Testo da leggere
• • •

Il secondo allarme per chi sostiene l’integrità dei parchi è l’introduzione delle deroghe ai vincoli ambientali e paesaggistici per costruire opere di «interesse pubblico», non per forza di interesse nazionale. E cambia tutto. L’esempio è l’impatto che la strada Pedemontana potrebbe avere sulla Pineta di Appiano Gentile, nel Comasco. Se la strada è ritenuta di interesse nazionale - e si sarebbe fatta comunque - lo stesso non vale per gli svincoli che dovrebbero affiancarsi alle strade locali esistenti. «Gli svincoli sarebbero potuti essere fermati dai Comuni - spiega Brambilla - ma essendo nel Piano territoriale regionale guadagneranno quell’interesse pubblico che permetterà di asfaltare le aree protette».

Stessa storia al parco Adda Nord, 34 Comuni in quattro province, interessato dalla Bre-Be-Mi: «All’opera si potrebbero aggiungere bretelle di collegamento, previste dalla Regione, e non ci potremmo fare nulla», dice il presidente del parco, Agostino Agostinelli. La Provincia di Milano, grazie al "bollino" regionale, potrebbe tirare fuori dal cassetto il progetto della tangenziale Ovest nel parco agricolo Sud, bocciato dai Comuni. Ma anche sulle deroghe la partita vera si gioca nel parco del Ticino. E riguarda la terza pista all’aeroporto di Malpensa.

• • •

Elenco voci
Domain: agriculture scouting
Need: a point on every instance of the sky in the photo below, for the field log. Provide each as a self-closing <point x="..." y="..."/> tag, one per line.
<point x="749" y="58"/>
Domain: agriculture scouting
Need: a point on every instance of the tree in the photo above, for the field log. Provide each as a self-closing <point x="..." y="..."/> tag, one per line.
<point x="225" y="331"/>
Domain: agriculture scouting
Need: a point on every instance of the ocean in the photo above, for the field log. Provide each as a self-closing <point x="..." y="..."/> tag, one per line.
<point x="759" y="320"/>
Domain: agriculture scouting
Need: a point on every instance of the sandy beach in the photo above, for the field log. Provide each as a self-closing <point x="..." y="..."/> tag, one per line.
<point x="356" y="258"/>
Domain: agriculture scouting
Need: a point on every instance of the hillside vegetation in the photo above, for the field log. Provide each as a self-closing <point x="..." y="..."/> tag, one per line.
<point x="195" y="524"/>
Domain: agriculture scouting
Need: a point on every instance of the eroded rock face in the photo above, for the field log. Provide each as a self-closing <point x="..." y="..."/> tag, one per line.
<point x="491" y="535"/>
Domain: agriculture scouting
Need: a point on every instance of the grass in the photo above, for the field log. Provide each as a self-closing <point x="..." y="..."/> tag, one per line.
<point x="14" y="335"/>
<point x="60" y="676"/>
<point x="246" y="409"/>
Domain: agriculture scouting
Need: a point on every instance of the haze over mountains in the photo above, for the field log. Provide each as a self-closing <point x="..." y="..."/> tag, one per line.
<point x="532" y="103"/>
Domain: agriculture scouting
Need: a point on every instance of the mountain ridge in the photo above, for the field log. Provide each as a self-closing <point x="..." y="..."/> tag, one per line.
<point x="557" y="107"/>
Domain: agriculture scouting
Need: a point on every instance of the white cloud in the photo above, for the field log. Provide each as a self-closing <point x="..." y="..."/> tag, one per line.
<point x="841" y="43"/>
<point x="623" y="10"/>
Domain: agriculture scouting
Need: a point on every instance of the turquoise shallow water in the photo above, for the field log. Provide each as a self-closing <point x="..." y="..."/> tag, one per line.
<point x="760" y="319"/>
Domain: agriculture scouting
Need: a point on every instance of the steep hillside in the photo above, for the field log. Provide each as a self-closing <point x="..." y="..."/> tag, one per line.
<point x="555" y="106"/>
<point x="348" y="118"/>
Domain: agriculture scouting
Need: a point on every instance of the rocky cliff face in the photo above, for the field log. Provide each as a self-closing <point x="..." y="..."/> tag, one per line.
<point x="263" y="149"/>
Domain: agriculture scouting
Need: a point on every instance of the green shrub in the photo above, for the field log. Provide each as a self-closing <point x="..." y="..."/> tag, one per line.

• • •

Trascrivi alla lettera un passo del testo sulle deroghe nei parchi: comincia dalle parole che contengono "Stessa storia al" e fermati dopo "all’aeroporto di Malpensa.".

Risposta completa
Stessa storia al parco Adda Nord, 34 Comuni in quattro province, interessato dalla Bre-Be-Mi: «All’opera si potrebbero aggiungere bretelle di collegamento, previste dalla Regione, e non ci potremmo fare nulla», dice il presidente del parco, Agostino Agostinelli. La Provincia di Milano, grazie al "bollino" regionale, potrebbe tirare fuori dal cassetto il progetto della tangenziale Ovest nel parco agricolo Sud, bocciato dai Comuni. Ma anche sulle deroghe la partita vera si gioca nel parco del Ticino. E riguarda la terza pista all’aeroporto di Malpensa.